[Work instructions]:
Reproduce the data below word for word.
+++++
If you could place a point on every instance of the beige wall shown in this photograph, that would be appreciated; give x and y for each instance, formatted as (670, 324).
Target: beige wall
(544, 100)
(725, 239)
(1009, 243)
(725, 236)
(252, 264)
+++++
[Exercise result]:
If you could place a point on every instance of the beige wall shown in this photograph, that would be appreciated; give x and y for each instance, formatted as (670, 324).
Target: beige wall
(544, 100)
(725, 239)
(1009, 243)
(725, 236)
(252, 264)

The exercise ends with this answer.